The Medicaid program operated by New York State plans to introduce a preferred drug list this summer and, in order to get their products included pharmaceutical manufacturers will be required to provide them at substantial rebates.
Physicians who wish to provide their Medicaid patients with medicines which are not on the PDL will have to obtain prior authorization in order to do so from the NY State Health Department, which has estimated that the measure will produce savings of $200 million in its first year alone.
The Health Department is currently examining which drug categories should be included in the PDL, and says the prices of listed products will be determined by direct negotiation with the manufacturers or through joint negotiations conducted with other states, reports the Associated Press.

Provided information >>
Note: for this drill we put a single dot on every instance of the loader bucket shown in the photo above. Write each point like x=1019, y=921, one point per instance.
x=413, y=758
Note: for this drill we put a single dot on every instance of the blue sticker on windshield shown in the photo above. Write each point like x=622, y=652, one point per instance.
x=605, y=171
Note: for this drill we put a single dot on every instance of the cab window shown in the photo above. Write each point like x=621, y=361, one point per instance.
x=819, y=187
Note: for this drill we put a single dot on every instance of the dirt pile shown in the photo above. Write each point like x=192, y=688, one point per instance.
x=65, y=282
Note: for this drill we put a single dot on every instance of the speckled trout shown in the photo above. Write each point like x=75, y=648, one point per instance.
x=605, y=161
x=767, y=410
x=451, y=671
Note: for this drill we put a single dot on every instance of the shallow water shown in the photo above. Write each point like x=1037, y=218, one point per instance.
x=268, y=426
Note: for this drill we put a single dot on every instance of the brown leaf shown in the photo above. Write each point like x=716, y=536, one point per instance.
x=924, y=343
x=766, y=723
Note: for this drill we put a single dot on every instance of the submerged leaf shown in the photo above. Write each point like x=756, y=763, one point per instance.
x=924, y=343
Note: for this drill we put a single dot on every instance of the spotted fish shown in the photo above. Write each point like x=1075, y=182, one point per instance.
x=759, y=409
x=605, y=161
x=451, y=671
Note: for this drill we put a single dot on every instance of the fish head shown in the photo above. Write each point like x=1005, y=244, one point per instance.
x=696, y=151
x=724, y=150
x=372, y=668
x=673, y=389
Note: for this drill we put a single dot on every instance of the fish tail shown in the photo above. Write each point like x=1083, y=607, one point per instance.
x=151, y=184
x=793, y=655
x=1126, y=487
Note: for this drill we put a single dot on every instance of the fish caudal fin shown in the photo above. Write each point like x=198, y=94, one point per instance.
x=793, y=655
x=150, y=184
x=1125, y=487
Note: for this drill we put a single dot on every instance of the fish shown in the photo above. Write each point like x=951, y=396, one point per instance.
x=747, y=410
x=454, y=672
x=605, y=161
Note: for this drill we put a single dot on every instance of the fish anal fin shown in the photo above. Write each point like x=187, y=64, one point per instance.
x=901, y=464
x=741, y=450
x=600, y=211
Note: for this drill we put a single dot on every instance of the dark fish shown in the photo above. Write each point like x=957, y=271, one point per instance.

Assignment >> Continue the news item on New York's Medicaid preferred drug list, starting after its final sentence.

Answer to this exercise >>
Last November, an analysis by the New York Times noted that prescription drug spending by state’s Medicaid program was the highest nationwide, having risen from $1.7 billion in 1999 to $3.8 billion in 2004. The study went on to claim that much of this was to do with New York’s “failure to spend its money more prudently,” noting that the state frequently pays more that other state Medicaid programs for prescription drugs and that it “lacks even the most basic controls” used by other states and private health insurers.
Also, a report published last December by the federal Agency for Healthcare Research and Quality found that, nationwide, Medicaid paid 14.3% of the prescription drug expenditures for people under the age of 65 in 2003. However, for New York the percentage had been 29.4%.